SOURCE EXCERPT —
China’s relationship with the military leadership, especially Min Aung Hlaing, is tinged with suspicion and declining confidence, based on China’s support for some armed ethnic groups with Chinese roots on the borders. In parallel, the army has tried over the past years to reduce dependence on importing weapons from China and heading towards Russia and India.
It can be said that China, contrary to the belief that it achieves more significant gains under authoritarian governments, and suffers losses in dealing with democratic countries, is one of the big losers from the February 1 coup in Myanmar. The unilateral vision of the equation of democracy against dictatorship as a determinant of China’s foreign policy lacks precision, especially in relations with Southeast Asian countries. For example, the democratically elected populist President of the Philippines, Rodrigo Duterte, brought his country closer to China. Simultaneously, the military-backed government in neighboring Thailand remained a vital ally of the United States.
Beijing diplomatic maneuvers
However, China resisted pressure from Washington to force it to “condemn” the coup. On February 2, China and Russia resorted to veto to prevent Western countries in the council from issuing a statement condemning the coup. However, at the same time, it did not welcome the coup or express its open support for it. It was noticeable that China was hesitant to condemn the coup and to try to stand at the same distance from all sides. On February 3, Chinese Foreign Ministry spokesman Wang Wenbin said that assumptions that China supported the coup or gave it tacit approval were incorrect, expressing Beijing’s wishes “for all parties in Myanmar to resolve their differences properly and support political and social stability.” With the onset of the coup, the official Chinese Xinhua agency described the coup as a “broad government reshuffle” as it was a semantic step that reveals Beijing’s intentions. On February 4, however, it was noted that China did not object to the Security Council’s statement, which demanded the speedy release of Aung San Suu Kyi and its aides, and expressed concern about the state of emergency imposed in the country.

THE REQUEST —
Copy everything from "It can be said" down to "the United States." in the passage on China and the Myanmar coup, swapping "dictatorship" for "autocracy".

COLLECTED MATERIAL —

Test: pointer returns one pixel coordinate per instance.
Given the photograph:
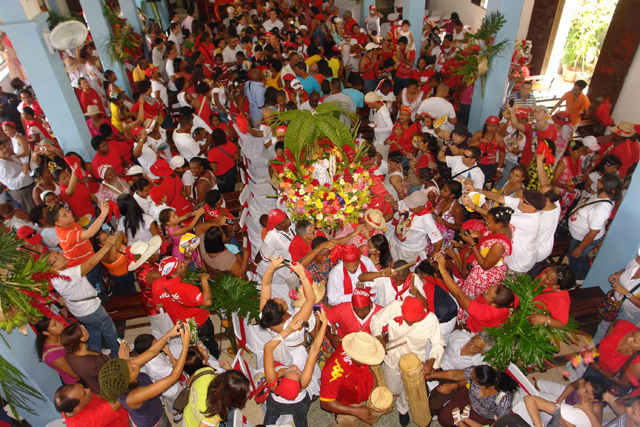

ANSWER TO THE PROBLEM —
It can be said that China, contrary to the belief that it achieves more significant gains under authoritarian governments, and suffers losses in dealing with democratic countries, is one of the big losers from the February 1 coup in Myanmar. The unilateral vision of the equation of democracy against autocracy as a determinant of China’s foreign policy lacks precision, especially in relations with Southeast Asian countries. For example, the democratically elected populist President of the Philippines, Rodrigo Duterte, brought his country closer to China. Simultaneously, the military-backed government in neighboring Thailand remained a vital ally of the United States.